====== PASSAGE SHOWN
Re: [RFC PATCH bpf-next v1 0/3] bpf: Add BPF program type for overriding tracepoint probes

Posted by Fuyu Zhao 1 week, 6 days ago


On 9/18/2025 4:47 PM, Jiri Olsa wrote:
> [You don't often get email from olsajiri@gmail.com. Learn why this is important at https://aka.ms/LearnAboutSenderIdentification ]
> 
> On Thu, Sep 18, 2025 at 04:05:51PM +0800, Fuyu Zhao wrote:
>>
>>
>> On 9/18/2025 4:02 AM, Song Liu wrote:
>>> On Wed, Sep 17, 2025 at 12:23 AM Fuyu Zhao <zhaofuyu@vivo.com> wrote:
>>>>
>>>> Hi everyone,
>>>>
>>>> This patchset introduces a new BPF program type that allows overriding
>>>> a tracepoint probe function registered via register_trace_*.
>>>>
>>>> Motivation
>>>> ----------
>>>> Tracepoint probe functions registered via register_trace_* in the kernel
>>>> cannot be dynamically modified, changing a probe function requires recompiling
>>>> the kernel and rebooting. Nor can BPF programs change an existing
>>>> probe function.
>>>>
>>>> Overiding tracepoint supports a way to apply patches into kernel quickly
>>>> (such as applying security ones), through predefined static tracepoints,
>>>> without waiting for upstream integration.
>>>
>>> IIUC, this work solves the same problem as raw tracepoint (raw_tp) or raw
>>> tracepoint with btf (tp_btf).
>>>
>>> Did I miss something?
>>>
>>> Thanks,
>>> Song
>>
>> As I understand it, raw tracepoints (raw_tp) and raw tracepoint (raw_tp)
>> are designed mainly for tracing the kernel. The goal of this work is to
>> provide a way to override the tracepoint callback, so that kernel behavior
>> can be adjusted dynamically.
> 
> hi,
> what's the use case for this? also I'd think you can do that just by
> unregister the callback you want to override and register new one?
> 
> thanks,
> jirka

At this moment, I don't have a real-world example. However, I mentioned one
possible use case in my reply to Steven:

> One possible use case is CPU core selection under certain scenarios. For example,
> developers may want to experiment with alternative strategies for deciding
> which CPU a task should run on to improve performance.
>  
> If a tracepoint is added as a hook point in this path, then overriding its
> function callback could make it possible to dynamically adjust the
> cpu-selection logic without rebuilding and rebooting the kernel.

As for the reason not to unregister and register a new callback:
callbacks registered directly inside the kernel cannot be unregistered from
user space. From user space, we can only attach additional callbacks
with BPF programs, but can not remove or replace the ones already
registered in the kernel. Therefore, an override mechanism is needed.
============
Carry on the thread about overriding tracepoint probes from its last sentence. The data isn't needed for anything here.
====== DATASET EXTRACT
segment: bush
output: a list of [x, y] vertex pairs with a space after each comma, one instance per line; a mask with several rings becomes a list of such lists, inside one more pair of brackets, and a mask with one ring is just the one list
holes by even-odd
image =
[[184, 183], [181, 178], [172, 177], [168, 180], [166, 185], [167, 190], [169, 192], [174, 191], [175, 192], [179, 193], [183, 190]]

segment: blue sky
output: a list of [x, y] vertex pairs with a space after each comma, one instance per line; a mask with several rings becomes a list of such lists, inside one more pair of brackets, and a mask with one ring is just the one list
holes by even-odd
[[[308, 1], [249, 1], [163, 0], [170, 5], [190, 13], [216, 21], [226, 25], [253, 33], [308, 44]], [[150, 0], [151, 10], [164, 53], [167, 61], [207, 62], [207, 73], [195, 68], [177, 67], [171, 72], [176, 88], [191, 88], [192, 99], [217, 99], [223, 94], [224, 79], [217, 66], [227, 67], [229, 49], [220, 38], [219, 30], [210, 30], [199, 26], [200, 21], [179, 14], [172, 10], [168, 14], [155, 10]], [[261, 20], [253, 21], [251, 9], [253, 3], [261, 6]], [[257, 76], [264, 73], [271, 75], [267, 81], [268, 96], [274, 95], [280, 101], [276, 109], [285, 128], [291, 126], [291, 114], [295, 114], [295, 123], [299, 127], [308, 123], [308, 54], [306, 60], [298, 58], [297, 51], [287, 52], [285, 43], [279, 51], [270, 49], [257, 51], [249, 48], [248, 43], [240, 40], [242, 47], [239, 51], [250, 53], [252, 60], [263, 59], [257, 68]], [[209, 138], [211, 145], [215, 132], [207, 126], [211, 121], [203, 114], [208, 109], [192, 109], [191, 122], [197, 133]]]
============
### THE OUTPUT:
Thanks,
Fuyu

Re: [RFC PATCH bpf-next v1 0/3] bpf: Add BPF program type for overriding tracepoint probes

Posted by Steven Rostedt 1 week, 6 days ago

On Thu, 18 Sep 2025 21:15:57 +0800
Fuyu Zhao <zhaofuyu@vivo.com> wrote:

> As for the reason not to unregister and register a new callback:
> callbacks registered directly inside the kernel cannot be unregistered from
> user space. From user space, we can only attach additional callbacks
> with BPF programs, but can not remove or replace the ones already
> registered in the kernel. Therefore, an override mechanism is needed.

The fact that user space cannot unregister or override the current
callbacks, to me is a feature and not a bug.

-- Steve

Re: [RFC PATCH bpf-next v1 0/3] bpf: Add BPF program type for overriding tracepoint probes

Posted by Fuyu Zhao 1 week, 5 days ago


On 9/18/2025 11:32 PM, Steven Rostedt wrote:
> On Thu, 18 Sep 2025 21:15:57 +0800
> Fuyu Zhao <zhaofuyu@vivo.com> wrote:
> 
>> As for the reason not to unregister and register a new callback:
>> callbacks registered directly inside the kernel cannot be unregistered from
>> user space. From user space, we can only attach additional callbacks
>> with BPF programs, but can not remove or replace the ones already
>> registered in the kernel. Therefore, an override mechanism is needed.
> 
> The fact that user space cannot unregister or override the current
> callbacks, to me is a feature and not a bug.
> 
> -- Steve

I see, thank you for sharing your view — I’ll keep it in mind.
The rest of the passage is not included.